• _DIRECTIVE 1_: From the excerpt on education rankings and economic competitiveness, extract verbatim the stretch from "The World Economic Forum releases" through "time. (p. 4)".

• _EXTRACT PROVIDED_:
--
Previously I presented data that called into question the link between education output as measured on international tests in G7 countries and economic growth as measured by such indicators as per capita gross domestic product (GDP), overall GDP, purchasing power parity (PPP), and similar indicators (Tienken, 2013). I also presented data that suggest rankings on international tests do not predict a country's economic fortune in the G20 economic shark tank (Tienken & Orlich, 2013). Furthermore, I demonstrated with empirical evidence that students do quite well on international tests when one compares apples to apples based on poverty and childhood welfare indicators (Tienken, 20112012). The continued cries of education failure by those who view education from a profit margin standpoint do not hold up well to empirical scrutiny. In this article, I present rankings and data from the World Economic Forum (WEF; Schwab, 2013) that question the claims of cataclysmic U.S. economic performance and the accusation that educators, students, and parents are to blame for any economic shortcomings.
The World Economic Forum releases data yearly on the Global Competitiveness Index (GCI), a tool that measures the overall competitiveness of more than 145 national economies. The WEF (Schwab, 2013) defines competitiveness as
the set of institutions, policies, and factors that determine the level of productivity of a country. The level of productivity, in turn, sets the level of prosperity that can be reached by an economy. The productivity level also determines the rates of return obtained by investments in an economy, which in turn are the fundamental drivers of its growth rates. In other words, a more competitive economy is one that is likely to grow faster over time. (p. 4)
--
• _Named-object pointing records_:

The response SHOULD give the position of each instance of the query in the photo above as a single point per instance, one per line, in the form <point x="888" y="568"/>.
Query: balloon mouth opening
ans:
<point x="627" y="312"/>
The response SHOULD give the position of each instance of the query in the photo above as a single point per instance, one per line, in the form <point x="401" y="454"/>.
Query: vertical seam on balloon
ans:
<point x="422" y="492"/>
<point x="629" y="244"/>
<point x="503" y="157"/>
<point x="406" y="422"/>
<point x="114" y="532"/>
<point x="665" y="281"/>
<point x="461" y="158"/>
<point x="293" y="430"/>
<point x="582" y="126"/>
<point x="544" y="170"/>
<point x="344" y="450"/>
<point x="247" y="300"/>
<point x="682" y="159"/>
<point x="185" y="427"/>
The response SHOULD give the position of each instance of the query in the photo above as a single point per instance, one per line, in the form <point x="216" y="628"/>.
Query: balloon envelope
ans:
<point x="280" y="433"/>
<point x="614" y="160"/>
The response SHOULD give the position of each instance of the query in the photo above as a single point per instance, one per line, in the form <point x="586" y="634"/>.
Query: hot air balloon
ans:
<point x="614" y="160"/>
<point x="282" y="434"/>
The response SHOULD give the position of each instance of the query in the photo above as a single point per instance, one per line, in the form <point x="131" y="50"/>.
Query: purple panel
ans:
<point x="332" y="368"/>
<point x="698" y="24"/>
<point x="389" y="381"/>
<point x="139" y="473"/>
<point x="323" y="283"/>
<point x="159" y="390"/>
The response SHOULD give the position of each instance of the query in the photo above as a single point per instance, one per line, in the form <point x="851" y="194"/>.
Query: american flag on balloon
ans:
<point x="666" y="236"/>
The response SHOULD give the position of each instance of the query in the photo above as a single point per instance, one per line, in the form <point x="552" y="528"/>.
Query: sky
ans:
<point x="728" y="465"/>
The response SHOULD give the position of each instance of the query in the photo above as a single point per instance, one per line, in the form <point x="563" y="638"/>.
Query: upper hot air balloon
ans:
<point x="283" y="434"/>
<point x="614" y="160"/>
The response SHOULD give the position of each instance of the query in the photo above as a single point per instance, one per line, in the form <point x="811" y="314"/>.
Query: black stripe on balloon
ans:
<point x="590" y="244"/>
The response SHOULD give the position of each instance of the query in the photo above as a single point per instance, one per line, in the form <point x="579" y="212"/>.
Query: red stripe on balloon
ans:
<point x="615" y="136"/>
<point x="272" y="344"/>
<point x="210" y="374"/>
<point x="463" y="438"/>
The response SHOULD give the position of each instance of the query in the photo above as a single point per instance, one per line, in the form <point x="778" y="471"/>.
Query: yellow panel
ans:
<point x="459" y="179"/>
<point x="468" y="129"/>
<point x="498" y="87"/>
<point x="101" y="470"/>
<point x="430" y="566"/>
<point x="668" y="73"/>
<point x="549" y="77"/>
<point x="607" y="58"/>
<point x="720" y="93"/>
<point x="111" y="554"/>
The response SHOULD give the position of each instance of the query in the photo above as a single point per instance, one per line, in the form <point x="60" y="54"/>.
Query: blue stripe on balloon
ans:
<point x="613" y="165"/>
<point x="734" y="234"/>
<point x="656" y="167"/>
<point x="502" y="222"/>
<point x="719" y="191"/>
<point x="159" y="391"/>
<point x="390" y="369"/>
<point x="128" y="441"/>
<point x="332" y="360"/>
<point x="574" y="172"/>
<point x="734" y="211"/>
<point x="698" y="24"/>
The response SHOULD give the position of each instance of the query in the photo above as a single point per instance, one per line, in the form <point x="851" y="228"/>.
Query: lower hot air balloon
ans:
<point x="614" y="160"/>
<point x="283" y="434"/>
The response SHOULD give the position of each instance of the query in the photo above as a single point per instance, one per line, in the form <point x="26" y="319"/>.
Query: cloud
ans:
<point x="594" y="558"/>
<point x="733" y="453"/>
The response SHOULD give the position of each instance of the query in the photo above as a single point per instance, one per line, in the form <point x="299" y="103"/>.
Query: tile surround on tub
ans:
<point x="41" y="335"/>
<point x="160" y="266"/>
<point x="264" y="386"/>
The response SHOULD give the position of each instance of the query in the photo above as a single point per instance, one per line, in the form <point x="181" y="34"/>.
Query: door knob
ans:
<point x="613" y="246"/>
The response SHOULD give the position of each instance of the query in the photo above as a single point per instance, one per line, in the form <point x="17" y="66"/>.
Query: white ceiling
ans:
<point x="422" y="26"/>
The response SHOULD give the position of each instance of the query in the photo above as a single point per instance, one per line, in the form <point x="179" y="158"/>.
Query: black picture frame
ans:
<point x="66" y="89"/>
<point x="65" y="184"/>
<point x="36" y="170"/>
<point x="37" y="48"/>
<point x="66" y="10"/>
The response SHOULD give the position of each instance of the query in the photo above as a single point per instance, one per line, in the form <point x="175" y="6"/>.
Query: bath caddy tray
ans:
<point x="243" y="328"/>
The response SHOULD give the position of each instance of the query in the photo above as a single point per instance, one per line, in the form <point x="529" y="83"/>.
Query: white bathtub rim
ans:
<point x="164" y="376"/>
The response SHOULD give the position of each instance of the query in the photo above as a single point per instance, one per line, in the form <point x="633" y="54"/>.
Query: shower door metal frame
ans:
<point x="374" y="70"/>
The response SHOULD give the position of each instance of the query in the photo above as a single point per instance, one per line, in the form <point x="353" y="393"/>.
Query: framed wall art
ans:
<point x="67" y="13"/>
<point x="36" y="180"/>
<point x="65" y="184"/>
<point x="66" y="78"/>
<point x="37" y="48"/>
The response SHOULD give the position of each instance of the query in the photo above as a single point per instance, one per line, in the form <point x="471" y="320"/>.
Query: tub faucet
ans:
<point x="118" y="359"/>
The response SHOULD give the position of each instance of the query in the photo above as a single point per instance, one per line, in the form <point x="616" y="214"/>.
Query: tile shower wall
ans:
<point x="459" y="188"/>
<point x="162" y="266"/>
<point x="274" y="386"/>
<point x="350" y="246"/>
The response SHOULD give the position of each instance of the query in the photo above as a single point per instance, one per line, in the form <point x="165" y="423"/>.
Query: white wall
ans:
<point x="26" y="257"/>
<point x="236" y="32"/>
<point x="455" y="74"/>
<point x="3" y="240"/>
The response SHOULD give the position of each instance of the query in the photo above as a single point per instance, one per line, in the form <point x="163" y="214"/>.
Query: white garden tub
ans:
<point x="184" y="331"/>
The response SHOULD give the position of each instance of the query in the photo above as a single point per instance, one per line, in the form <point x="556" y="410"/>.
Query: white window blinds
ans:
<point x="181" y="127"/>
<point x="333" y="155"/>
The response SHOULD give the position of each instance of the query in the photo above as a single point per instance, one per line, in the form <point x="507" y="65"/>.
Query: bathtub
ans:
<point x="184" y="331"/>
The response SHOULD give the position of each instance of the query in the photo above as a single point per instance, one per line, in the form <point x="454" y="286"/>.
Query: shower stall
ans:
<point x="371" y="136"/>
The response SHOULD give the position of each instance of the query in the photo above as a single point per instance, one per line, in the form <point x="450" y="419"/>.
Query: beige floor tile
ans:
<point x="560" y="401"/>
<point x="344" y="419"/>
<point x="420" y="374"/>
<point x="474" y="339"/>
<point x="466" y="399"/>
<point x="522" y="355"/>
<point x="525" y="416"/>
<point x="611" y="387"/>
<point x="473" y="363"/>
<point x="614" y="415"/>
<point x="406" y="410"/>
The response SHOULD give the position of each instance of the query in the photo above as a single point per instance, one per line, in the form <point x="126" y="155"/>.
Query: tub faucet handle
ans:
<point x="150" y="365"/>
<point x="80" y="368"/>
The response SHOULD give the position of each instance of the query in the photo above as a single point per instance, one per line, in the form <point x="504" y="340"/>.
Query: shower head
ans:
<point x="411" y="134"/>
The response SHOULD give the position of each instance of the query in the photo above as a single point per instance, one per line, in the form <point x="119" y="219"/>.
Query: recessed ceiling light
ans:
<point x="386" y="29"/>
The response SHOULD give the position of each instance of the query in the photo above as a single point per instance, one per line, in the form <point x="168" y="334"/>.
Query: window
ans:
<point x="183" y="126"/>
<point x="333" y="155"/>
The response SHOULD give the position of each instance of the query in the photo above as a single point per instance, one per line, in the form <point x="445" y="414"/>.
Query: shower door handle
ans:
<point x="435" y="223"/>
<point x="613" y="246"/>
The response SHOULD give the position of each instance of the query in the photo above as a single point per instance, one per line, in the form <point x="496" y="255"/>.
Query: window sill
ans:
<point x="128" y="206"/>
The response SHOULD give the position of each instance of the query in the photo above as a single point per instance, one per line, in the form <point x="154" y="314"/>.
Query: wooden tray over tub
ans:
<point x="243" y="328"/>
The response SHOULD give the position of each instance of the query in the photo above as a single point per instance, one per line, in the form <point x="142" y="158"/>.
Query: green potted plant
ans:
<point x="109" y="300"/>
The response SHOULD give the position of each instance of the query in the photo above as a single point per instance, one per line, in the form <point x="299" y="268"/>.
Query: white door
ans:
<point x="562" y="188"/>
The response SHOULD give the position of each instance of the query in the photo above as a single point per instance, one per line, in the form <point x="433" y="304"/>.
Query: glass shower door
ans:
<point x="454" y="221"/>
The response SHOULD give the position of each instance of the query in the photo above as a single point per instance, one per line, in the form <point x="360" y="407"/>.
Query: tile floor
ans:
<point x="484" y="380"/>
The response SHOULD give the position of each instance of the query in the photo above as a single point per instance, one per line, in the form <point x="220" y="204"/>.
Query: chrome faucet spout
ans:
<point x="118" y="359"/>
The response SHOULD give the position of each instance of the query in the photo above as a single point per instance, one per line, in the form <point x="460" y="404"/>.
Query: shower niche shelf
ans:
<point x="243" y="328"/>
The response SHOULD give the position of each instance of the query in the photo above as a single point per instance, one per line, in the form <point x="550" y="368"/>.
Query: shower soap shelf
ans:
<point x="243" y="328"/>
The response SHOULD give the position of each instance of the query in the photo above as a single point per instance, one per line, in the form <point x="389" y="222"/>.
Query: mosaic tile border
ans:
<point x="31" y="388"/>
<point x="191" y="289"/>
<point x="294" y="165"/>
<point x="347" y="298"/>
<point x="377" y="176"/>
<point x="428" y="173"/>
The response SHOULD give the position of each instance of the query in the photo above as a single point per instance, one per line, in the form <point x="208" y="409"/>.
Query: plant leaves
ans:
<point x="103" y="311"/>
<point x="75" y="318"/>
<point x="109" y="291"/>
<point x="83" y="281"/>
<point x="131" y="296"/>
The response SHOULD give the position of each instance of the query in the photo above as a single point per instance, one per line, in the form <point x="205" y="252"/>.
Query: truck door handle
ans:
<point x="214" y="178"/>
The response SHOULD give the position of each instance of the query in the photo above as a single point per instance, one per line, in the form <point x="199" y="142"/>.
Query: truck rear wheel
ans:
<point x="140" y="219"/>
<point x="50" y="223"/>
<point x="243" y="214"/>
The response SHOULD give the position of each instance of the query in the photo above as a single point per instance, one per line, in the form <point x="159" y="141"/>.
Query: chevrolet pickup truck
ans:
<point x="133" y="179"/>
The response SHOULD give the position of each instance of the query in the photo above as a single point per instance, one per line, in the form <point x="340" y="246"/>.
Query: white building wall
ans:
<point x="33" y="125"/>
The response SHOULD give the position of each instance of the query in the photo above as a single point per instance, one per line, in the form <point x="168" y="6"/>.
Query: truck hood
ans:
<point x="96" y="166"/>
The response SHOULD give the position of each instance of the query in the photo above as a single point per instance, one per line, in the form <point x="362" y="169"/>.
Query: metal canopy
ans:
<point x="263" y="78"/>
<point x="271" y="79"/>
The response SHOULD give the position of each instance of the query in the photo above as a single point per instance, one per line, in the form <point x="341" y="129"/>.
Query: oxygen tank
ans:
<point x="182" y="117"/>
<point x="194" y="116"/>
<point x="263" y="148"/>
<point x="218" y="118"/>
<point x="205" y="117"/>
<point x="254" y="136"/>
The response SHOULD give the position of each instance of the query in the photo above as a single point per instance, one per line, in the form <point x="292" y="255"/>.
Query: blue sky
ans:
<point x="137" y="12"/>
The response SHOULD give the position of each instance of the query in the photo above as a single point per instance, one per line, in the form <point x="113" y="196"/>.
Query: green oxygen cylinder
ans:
--
• _DIRECTIVE 2_: Count the lines in the records above that contain the string "blue", and reply with only the number.

• _RESPONSE 1_:
The World Economic Forum releases data yearly on the Global Competitiveness Index (GCI), a tool that measures the overall competitiveness of more than 145 national economies. The WEF (Schwab, 2013) defines competitiveness as
the set of institutions, policies, and factors that determine the level of productivity of a country. The level of productivity, in turn, sets the level of prosperity that can be reached by an economy. The productivity level also determines the rates of return obtained by investments in an economy, which in turn are the fundamental drivers of its growth rates. In other words, a more competitive economy is one that is likely to grow faster over time. (p. 4)

• _RESPONSE 2_: 2